"""
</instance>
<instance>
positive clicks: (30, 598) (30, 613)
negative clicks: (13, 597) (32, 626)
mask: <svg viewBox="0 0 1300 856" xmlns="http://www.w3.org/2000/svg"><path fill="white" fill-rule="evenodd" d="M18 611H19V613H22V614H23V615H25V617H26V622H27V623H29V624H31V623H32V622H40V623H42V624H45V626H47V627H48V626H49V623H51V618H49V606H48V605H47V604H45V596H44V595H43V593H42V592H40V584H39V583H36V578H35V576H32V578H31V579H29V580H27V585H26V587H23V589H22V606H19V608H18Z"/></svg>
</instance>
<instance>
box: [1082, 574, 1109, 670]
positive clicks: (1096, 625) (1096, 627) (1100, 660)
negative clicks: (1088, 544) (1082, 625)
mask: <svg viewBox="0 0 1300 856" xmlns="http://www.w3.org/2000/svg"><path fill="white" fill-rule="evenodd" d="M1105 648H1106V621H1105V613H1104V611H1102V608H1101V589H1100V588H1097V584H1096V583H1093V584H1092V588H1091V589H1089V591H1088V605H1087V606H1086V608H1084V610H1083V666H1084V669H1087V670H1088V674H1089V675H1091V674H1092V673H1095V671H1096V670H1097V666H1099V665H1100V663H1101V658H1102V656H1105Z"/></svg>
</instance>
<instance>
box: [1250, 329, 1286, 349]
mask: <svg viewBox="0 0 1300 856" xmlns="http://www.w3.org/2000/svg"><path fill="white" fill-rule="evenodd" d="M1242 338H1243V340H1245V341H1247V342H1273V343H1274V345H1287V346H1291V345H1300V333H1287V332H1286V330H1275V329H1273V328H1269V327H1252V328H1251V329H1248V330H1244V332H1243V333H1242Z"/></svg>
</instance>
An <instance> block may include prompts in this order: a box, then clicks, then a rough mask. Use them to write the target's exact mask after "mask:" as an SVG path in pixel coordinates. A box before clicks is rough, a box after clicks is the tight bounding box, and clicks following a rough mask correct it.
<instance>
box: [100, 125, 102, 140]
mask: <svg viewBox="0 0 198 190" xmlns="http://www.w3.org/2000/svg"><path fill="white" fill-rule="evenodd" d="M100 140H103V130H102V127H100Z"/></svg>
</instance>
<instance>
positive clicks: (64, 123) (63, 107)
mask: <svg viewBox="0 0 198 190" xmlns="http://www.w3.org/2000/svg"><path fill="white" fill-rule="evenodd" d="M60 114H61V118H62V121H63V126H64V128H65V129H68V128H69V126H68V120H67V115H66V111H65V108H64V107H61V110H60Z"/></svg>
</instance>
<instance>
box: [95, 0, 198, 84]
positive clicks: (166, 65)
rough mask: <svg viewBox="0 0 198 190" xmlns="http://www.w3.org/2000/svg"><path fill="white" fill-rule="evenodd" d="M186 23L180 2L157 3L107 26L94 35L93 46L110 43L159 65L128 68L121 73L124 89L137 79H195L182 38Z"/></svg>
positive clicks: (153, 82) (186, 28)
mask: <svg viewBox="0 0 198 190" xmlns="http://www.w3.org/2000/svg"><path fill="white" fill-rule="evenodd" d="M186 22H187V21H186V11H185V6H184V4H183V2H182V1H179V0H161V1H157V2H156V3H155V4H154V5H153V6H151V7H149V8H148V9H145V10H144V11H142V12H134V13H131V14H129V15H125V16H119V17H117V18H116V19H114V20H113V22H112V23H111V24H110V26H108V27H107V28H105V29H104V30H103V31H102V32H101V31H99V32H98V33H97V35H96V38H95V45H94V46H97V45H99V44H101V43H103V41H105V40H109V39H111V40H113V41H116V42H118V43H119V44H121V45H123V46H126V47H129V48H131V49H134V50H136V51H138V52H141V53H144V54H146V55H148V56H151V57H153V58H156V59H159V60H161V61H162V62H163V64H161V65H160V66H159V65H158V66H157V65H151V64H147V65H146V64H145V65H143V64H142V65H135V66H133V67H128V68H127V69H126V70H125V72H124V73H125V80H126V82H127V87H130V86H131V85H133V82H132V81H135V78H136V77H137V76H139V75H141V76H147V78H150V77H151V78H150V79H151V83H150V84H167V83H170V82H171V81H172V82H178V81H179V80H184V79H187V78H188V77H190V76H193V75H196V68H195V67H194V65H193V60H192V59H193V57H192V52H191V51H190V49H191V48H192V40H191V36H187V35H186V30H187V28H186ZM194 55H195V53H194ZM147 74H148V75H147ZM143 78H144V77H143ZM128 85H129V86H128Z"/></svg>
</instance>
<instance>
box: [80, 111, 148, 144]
"""
ABOUT THIS EXERCISE:
Begin with the top line of the material and go as far as the line with "positive clicks: (1096, 625)". Set down those lines exactly, both ends included, and nothing more.

RESULT FOR THIS EXERCISE:
</instance>
<instance>
positive clicks: (30, 598) (30, 613)
negative clicks: (13, 597) (32, 626)
mask: <svg viewBox="0 0 1300 856" xmlns="http://www.w3.org/2000/svg"><path fill="white" fill-rule="evenodd" d="M18 611H19V613H22V614H23V615H25V617H26V622H27V623H29V624H31V623H32V622H40V623H42V624H45V626H47V627H48V626H49V623H51V618H49V606H48V605H47V604H45V596H44V595H43V593H42V592H40V584H39V583H36V578H35V576H32V578H31V579H29V580H27V585H26V587H23V589H22V606H19V608H18Z"/></svg>
</instance>
<instance>
box: [1082, 574, 1109, 670]
positive clicks: (1096, 625) (1096, 627) (1100, 660)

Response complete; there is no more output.